[What is being asked] Can you update the lines of the listing, starting with the line containing "Can you spot the red" and going on through the line containing "x=429, y=295", so that "white cloud" becomes "gray cloud" and nothing else changes? Give back only those lines.

BEGIN Entries supplied

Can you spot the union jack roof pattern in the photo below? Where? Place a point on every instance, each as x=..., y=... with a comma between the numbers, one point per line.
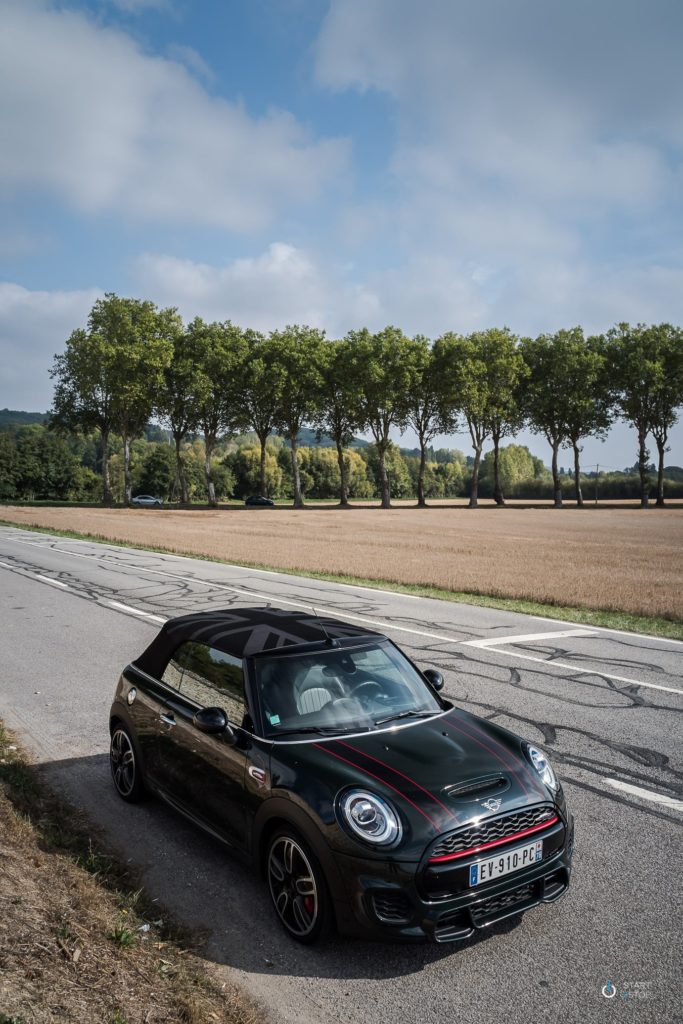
x=243, y=632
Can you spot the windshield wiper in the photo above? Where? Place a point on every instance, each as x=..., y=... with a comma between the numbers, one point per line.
x=407, y=714
x=304, y=728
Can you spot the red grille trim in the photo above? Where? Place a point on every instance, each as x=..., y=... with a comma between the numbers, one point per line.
x=496, y=842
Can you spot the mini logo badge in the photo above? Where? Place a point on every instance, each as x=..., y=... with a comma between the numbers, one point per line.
x=259, y=776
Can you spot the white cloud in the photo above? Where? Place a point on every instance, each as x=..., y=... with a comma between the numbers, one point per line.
x=86, y=116
x=284, y=285
x=538, y=155
x=34, y=326
x=429, y=295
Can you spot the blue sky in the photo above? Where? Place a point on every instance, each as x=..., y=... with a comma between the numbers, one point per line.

END Entries supplied

[Solution]
Can you spot the red grille trim in the photo above? Where? Place a point on every instance, each as x=..., y=... with a comma between the numbers, one point per line.
x=496, y=842
Can you spot the mini logo badge in the photo above? Where? Place a point on every instance, each as x=..., y=... with a comma between the numbers, one point per line.
x=259, y=776
Can you spot the gray cloud in the photo above? Where? Place a point on every instance, each as x=..., y=... with a comma between the numbers, one point per line.
x=86, y=116
x=284, y=285
x=538, y=155
x=34, y=326
x=429, y=295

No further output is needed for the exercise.